■ **TEXT FOR ANALYSIS**
Photo credit: Columbia WIS TV
October 22, 2020 | Erin Bluvas, firstname.lastname@example.org
The University of South Carolina, the South Carolina Department of Health and Environmental Control (DHEC) and community partners are teaming up to fight COVID-19 in our state. SC STRONG (Sampling and Testing Representative Outreach for Novel coronavirus Guidance) is a new statewide project that will help leaders better understand disease impact and identify potential health inequities in our state.
Melissa Nolan, assistant professor of epidemiology at UofSC, and Virginie Daguise, director of DHEC’s Bureau of Chronic Disease and Injury Prevention, are launching
a new representative testing strategy to prospectively assess and monitor COVID-19
within South Carolina. Partnering with collaborators* from academic institutions,
government agencies, family medicine and pediatric clinics, and nonprofit organizations
across the state, Nolan and Daguise will help track current infection rates and evidence
of immunity among various populations.
“We’re trying to better understand the patterns of transmission within specific populations and we’re looking for existing immunity within individuals who have already recovered from infection,” Nolan says. “We’ll be using this information to make projections about the dynamics of both the spread and the immunity within specific populations – by geographical area, for example – so we can help inform public health officials’ and policymakers’ decisions about the distribution of resources, such as vaccinations, testing, treatment, etc.”
Participants will include a randomly selected sample of South Carolinians ages five and older, who will be contacted via mail and invited to complete an online health survey and coronavirus testing. The team will also work with local healthcare providers and community partners to collect a nasal swab (oral swab for children) and blood sample (finger prick for children). These activities will be completed every three months over a 12-month period to better understand infection and immunity over time. New residents will be randomly selected each quarter for testing, and this first round will include 32,500 local South Carolinians. Participants will receive free and confidential testing results.

■ **DATA SUPPLIED**

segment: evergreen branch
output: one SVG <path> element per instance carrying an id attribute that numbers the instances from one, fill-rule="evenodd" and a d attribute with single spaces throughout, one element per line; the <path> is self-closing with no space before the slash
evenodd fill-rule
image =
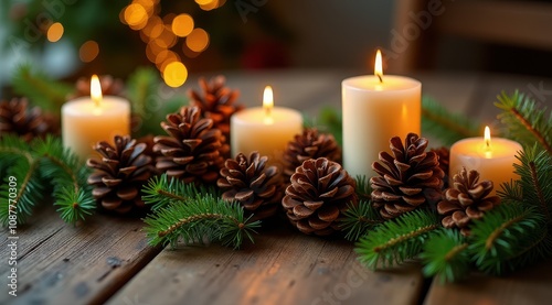
<path id="1" fill-rule="evenodd" d="M 357 242 L 354 251 L 368 268 L 391 266 L 417 255 L 424 241 L 439 226 L 434 213 L 411 211 L 379 225 Z"/>
<path id="2" fill-rule="evenodd" d="M 71 86 L 52 79 L 30 63 L 19 66 L 15 70 L 13 89 L 17 94 L 28 97 L 31 104 L 54 113 L 59 113 L 67 95 L 73 91 Z"/>
<path id="3" fill-rule="evenodd" d="M 424 275 L 437 276 L 444 282 L 465 277 L 470 269 L 468 243 L 458 230 L 442 229 L 432 235 L 420 254 L 424 261 Z"/>
<path id="4" fill-rule="evenodd" d="M 443 144 L 452 145 L 458 140 L 477 137 L 482 130 L 461 113 L 453 113 L 431 97 L 422 98 L 422 133 L 439 139 Z"/>
<path id="5" fill-rule="evenodd" d="M 142 200 L 147 205 L 152 205 L 152 210 L 167 207 L 174 201 L 187 201 L 198 196 L 208 194 L 219 195 L 219 190 L 210 186 L 195 186 L 193 183 L 183 183 L 179 179 L 170 178 L 167 174 L 151 177 L 142 188 Z"/>
<path id="6" fill-rule="evenodd" d="M 534 207 L 502 204 L 474 222 L 469 251 L 479 270 L 502 274 L 550 257 L 546 235 L 545 218 Z"/>
<path id="7" fill-rule="evenodd" d="M 251 217 L 250 217 L 251 218 Z M 212 195 L 197 196 L 183 205 L 174 201 L 148 216 L 146 232 L 150 244 L 171 244 L 217 240 L 237 249 L 244 238 L 253 242 L 253 233 L 261 221 L 248 222 L 244 210 L 235 203 L 226 203 Z"/>
<path id="8" fill-rule="evenodd" d="M 508 128 L 509 135 L 523 146 L 538 142 L 552 154 L 552 111 L 546 113 L 545 107 L 539 109 L 533 99 L 518 90 L 511 96 L 502 92 L 497 99 L 495 106 L 502 110 L 498 118 Z"/>
<path id="9" fill-rule="evenodd" d="M 350 241 L 357 241 L 360 237 L 368 233 L 376 225 L 382 224 L 383 219 L 371 201 L 360 200 L 358 206 L 349 206 L 343 214 L 341 229 L 346 232 L 344 238 Z"/>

■ **WORK TO COMPLETE**
1/ Decide whether each statement agrees with the article on SC STRONG, answering yes or no and quoting the words of the article that settle it: (a) The first round of testing will include 32,500 South Carolinians. (b) Children will give their blood sample by a standard blood draw. (c) The same residents are tested in every quarterly round.
2/ Carry the article on SC STRONG forward from its last sentence.
The listing comes from a different source than the article on SC STRONG.

■ **SOLVED TASKS**
1/
(a) Yes: "this first round will include 32,500 local South Carolinians."
(b) No: "blood sample (finger prick for children)"
(c) No: "New residents will be randomly selected each quarter for testing"

2/
With the diverse makeup of the project’s team and community partners, Nolan and Daguise will tailor the project’s outreach strategies and survey designs to ensure that all South Carolinians are represented, including those in underserved and hard-to-reach rural areas.
“It’s very important that we include an accurate representation of the residents within this state, so we can get the right resources to the right people at the right time,” Daguise says. “To that end, we’re open to exploring various methods to incentivize and enable participation, such as providing testing at a trusted healthcare site, having Spanish translated documents, and special considerations such as transportation assistance or home visits for homebound individuals.”
The team’s biostatisticians and epidemiologists will prepare interim reports throughout the duration of the project to regularly keep stakeholders and decision-makers updated with the most current data and information learned from this project. These reports will include geospatial hotspot analysis, community herd immunity rates based on a variety of population characteristics, and infectious disease forecasting models based on the team’s latest sampling data.
* Additional partners include Clemson University, Health Sciences South Carolina, Medical University of South Carolina, Prisma Health, South Carolina National Guard, South Carolina Office of Rural Health, and South Carolina Primary Health Care Association.